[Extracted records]
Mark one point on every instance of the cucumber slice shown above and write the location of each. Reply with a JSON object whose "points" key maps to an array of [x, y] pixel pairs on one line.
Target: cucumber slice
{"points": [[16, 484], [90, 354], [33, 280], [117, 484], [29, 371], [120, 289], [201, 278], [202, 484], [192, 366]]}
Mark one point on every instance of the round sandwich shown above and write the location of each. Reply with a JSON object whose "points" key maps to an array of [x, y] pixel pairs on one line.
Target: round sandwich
* * *
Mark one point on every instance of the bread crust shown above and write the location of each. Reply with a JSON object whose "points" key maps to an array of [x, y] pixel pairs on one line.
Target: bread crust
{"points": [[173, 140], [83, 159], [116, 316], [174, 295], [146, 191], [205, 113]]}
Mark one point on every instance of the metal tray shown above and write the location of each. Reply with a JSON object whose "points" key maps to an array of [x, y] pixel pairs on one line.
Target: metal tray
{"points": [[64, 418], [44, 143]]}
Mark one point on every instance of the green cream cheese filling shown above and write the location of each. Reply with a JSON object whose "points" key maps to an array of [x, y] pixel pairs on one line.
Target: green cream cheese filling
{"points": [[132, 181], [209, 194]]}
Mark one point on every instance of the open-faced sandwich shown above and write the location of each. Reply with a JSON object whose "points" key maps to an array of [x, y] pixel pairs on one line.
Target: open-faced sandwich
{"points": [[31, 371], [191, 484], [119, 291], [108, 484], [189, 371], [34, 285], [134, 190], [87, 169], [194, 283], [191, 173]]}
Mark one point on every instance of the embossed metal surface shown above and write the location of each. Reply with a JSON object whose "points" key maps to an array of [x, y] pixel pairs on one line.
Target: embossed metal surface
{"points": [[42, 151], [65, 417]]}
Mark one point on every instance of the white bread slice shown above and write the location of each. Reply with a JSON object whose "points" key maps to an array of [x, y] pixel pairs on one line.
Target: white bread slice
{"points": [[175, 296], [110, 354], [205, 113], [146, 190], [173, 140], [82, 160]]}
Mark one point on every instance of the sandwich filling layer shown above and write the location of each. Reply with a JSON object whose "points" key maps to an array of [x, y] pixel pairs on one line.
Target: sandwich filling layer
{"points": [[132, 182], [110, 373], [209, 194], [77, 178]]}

Problem to solve
Copy here each line of the preceding records with "round" in it.

Final answer
Mark one point on every instance of the round sandwich shown above and write the location of each. Reply with a JSON object whose "points" key maps to an array of [x, y] pixel pairs on one line.
Target: round sandwich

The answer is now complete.